▸ **Given problem**: Starting at the line with "Indicate the woman's nose" in it, reproduce each line below through the last one, exactly, and include nothing else.
╭─ Information given
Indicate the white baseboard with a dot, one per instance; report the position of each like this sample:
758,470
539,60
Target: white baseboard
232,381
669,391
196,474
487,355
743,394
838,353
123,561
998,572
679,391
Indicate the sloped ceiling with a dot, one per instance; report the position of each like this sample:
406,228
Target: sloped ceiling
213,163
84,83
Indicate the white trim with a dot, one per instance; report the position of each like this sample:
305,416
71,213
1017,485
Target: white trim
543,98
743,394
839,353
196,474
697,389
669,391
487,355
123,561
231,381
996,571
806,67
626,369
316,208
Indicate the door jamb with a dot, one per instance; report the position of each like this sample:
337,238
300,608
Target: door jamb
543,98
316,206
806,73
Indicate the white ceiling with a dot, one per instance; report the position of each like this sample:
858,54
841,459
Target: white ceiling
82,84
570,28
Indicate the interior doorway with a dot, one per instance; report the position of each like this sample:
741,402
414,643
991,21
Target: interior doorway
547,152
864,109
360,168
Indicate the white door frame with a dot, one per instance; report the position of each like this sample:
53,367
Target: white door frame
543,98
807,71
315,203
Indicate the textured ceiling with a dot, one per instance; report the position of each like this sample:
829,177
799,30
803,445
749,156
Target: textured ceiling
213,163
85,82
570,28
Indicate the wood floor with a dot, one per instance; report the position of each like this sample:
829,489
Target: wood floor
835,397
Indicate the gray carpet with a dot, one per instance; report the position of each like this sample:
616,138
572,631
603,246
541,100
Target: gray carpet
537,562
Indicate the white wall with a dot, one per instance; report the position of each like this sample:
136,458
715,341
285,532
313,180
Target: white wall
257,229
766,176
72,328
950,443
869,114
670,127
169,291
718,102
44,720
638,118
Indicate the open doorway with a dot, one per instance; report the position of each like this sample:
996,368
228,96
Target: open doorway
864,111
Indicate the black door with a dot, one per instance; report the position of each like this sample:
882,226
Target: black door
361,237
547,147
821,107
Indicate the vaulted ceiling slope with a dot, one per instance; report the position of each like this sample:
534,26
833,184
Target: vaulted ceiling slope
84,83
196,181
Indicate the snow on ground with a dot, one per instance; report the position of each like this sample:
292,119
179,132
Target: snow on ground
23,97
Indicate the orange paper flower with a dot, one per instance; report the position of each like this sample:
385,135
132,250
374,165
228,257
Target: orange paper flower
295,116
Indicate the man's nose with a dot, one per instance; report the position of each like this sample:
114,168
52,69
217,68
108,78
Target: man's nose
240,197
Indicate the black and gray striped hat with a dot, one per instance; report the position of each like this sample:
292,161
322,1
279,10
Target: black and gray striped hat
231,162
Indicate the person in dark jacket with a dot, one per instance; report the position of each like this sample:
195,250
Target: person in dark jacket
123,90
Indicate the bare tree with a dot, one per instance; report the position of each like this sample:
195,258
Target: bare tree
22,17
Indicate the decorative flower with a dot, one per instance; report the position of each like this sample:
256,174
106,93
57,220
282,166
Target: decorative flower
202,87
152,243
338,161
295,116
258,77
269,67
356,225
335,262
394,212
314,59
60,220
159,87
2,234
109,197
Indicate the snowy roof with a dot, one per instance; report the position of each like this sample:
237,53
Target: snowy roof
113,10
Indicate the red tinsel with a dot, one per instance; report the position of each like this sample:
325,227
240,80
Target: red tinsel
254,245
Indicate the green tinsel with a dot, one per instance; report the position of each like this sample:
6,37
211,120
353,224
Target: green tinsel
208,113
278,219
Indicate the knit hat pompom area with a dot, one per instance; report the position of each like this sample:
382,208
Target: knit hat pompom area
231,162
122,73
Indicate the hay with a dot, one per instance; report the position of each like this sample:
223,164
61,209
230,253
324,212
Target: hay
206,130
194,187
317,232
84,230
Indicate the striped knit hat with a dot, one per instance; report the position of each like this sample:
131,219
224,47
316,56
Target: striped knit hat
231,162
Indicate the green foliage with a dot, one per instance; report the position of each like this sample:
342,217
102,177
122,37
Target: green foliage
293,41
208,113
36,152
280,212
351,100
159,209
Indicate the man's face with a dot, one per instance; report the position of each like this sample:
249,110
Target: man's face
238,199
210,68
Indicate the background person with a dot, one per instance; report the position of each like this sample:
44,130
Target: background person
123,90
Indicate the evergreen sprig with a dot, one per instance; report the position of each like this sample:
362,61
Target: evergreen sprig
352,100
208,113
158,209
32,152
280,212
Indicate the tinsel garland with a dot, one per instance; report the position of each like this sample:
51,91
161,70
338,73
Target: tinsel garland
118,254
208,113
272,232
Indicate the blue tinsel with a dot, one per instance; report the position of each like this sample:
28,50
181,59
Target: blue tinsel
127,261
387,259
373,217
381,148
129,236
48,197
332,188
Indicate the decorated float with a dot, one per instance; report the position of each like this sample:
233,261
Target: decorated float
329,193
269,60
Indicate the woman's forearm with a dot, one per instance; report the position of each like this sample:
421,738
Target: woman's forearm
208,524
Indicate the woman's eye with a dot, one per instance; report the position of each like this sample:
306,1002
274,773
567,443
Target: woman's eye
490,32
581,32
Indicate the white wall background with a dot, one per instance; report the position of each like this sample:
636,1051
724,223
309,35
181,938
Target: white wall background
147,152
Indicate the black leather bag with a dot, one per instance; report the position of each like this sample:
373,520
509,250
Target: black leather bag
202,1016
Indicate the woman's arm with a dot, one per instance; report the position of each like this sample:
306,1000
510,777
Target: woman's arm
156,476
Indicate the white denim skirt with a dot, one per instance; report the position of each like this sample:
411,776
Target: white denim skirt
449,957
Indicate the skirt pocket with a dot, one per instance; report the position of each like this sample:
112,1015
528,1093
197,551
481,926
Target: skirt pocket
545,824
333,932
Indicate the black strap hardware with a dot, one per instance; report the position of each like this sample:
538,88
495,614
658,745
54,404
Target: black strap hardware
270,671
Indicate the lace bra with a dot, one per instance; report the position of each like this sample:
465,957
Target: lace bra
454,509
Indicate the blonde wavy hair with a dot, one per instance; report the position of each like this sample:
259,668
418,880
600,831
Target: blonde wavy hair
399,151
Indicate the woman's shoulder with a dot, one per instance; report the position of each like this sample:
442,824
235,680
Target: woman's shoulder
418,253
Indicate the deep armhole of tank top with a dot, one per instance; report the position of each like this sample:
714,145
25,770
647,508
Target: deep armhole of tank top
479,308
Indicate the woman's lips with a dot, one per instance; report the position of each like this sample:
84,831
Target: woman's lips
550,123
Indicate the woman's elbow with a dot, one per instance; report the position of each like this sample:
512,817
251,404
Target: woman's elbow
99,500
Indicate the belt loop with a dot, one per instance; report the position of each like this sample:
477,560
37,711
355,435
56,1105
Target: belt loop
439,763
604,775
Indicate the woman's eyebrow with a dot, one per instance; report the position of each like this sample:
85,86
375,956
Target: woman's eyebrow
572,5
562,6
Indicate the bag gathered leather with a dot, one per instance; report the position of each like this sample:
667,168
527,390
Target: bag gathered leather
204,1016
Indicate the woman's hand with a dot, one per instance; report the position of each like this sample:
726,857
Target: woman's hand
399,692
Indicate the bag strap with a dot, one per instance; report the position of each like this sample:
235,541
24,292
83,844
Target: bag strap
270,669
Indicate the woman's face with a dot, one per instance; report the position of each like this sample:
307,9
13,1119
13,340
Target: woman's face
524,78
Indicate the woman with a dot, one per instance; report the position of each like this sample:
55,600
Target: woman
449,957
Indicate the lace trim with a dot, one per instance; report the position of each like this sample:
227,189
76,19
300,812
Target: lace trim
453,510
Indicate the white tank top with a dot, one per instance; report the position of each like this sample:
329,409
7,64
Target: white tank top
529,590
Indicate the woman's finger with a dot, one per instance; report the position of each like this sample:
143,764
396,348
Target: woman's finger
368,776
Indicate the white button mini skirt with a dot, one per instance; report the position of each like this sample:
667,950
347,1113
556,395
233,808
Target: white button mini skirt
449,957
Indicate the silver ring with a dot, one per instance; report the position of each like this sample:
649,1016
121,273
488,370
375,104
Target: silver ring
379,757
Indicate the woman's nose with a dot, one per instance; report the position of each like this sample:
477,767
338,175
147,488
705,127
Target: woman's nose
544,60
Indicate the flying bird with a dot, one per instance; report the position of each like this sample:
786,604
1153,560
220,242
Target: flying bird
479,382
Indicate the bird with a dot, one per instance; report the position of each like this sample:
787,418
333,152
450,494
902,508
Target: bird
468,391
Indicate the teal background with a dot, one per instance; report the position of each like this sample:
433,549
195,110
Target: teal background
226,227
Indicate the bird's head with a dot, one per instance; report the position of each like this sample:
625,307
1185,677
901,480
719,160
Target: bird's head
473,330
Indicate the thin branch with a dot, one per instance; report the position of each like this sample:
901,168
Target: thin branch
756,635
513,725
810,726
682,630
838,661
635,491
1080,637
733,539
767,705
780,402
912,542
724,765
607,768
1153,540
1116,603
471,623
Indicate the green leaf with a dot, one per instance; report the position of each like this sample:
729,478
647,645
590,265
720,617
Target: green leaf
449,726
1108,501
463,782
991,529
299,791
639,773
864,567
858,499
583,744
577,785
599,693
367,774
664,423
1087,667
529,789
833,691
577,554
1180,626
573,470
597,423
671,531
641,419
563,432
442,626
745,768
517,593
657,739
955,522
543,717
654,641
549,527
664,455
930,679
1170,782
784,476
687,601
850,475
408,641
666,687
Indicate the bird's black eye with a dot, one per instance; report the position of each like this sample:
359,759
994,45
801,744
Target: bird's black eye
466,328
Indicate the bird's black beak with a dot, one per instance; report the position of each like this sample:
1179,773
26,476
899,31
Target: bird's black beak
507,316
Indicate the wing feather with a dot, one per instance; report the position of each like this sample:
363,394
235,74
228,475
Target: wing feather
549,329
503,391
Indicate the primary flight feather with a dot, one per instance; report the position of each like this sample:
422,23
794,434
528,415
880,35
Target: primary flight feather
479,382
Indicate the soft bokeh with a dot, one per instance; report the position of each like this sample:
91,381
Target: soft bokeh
╰─
▸ **Answer to this problem**:
Indicate the woman's nose with a dot, one per instance; report the position of each like this sample:
477,767
338,175
147,488
705,127
Target: woman's nose
544,60
Indicate the flying bird with a dot, one per instance; report the position of each like this sample:
786,604
1153,560
220,242
Target: flying bird
479,382
Indicate the bird with a dot, one per instance; report the position of each like this sample:
787,418
333,152
450,494
902,508
Target: bird
468,391
Indicate the teal background with a dot, one per instance; report the position of each like this sample:
433,549
195,110
Target: teal background
226,227
Indicate the bird's head with a dot, one per instance; report the position of each like this sample:
625,307
1185,677
901,480
719,160
Target: bird's head
473,330
Indicate the thin branch with a dot, one per instance; report the position of each like this sample:
901,168
Target: thin branch
756,635
513,725
810,726
682,630
838,661
635,491
1080,637
733,539
767,705
780,402
912,542
724,765
607,768
1153,540
1116,603
471,623
Indicate the green leaf with a dot, one per instance; report the position of each like this sample:
729,478
647,645
590,265
720,617
Target: green leaf
449,726
1108,501
463,782
991,529
299,791
639,773
864,567
858,499
583,744
577,785
599,693
367,774
664,423
1087,667
529,789
833,691
577,554
1180,626
573,470
597,423
671,531
641,419
563,432
442,626
745,768
517,593
657,739
955,522
543,717
654,641
549,527
664,455
930,679
1170,782
784,476
687,601
850,475
408,641
666,687
Indicate the bird's black eye with a dot, one per instance; report the position of each like this sample:
359,759
994,45
801,744
Target: bird's black eye
466,328
Indicate the bird's black beak with a dot, one per instance; report the position of each like this sample:
1179,773
26,476
899,31
Target: bird's black beak
507,316
Indicate the wing feather with a dot, one per instance; report the position of each like this sample:
363,394
235,74
228,475
Target: wing feather
549,329
503,391
Indicate the primary flight feather with a dot, one per instance; report the position of each like this sample:
422,23
794,434
528,415
880,35
Target: primary flight feather
479,382
Indicate the soft bokeh with a dot, one per instance; report the position of each like this sample:
91,381
Target: soft bokeh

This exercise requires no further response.